» **Work to complete**
Render the lines of the listing below as a Markdown table with the columns Row and Line, starting at the line that contains "the girl's face" and continuing through the end of the listing, both included. Number each row and skip any blank lines.

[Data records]
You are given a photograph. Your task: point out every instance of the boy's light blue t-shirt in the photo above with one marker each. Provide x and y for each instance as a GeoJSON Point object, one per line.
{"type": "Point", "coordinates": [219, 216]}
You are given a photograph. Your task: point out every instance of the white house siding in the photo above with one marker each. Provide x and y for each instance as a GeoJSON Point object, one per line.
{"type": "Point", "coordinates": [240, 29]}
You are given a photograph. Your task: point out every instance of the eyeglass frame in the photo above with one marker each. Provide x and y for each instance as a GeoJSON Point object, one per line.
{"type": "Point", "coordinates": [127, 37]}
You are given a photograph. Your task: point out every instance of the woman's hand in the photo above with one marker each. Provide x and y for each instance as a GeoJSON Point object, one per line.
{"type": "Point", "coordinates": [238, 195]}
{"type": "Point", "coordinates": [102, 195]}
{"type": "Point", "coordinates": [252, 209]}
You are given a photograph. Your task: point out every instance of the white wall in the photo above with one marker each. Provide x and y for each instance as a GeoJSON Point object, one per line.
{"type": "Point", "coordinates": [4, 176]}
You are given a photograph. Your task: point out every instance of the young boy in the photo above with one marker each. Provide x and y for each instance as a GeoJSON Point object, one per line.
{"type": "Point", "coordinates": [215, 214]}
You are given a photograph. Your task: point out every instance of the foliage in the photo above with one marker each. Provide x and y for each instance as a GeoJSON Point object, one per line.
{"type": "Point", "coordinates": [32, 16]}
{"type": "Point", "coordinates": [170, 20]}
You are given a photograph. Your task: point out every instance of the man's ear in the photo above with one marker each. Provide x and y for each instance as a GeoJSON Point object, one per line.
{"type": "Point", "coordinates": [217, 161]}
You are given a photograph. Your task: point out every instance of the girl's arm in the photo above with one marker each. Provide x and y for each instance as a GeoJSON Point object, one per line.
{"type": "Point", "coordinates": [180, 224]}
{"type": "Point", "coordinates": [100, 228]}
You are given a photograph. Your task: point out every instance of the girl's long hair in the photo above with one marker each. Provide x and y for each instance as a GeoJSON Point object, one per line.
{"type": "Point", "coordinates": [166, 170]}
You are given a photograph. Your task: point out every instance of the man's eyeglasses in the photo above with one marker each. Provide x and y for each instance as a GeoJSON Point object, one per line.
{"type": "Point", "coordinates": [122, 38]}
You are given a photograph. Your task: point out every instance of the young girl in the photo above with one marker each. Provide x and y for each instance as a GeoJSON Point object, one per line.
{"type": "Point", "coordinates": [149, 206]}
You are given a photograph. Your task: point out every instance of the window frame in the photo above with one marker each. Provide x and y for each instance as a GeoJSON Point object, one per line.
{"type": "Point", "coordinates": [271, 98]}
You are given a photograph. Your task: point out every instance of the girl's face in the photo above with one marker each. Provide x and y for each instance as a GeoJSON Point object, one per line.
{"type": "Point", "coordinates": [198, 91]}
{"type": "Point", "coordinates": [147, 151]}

» **Full response**
| Row | Line |
|---|---|
| 1 | You are given a photograph. Your task: point out every instance of the girl's face in the photo above with one marker each. Provide x and y for each instance as a GeoJSON Point object, one per line. |
| 2 | {"type": "Point", "coordinates": [198, 91]} |
| 3 | {"type": "Point", "coordinates": [147, 151]} |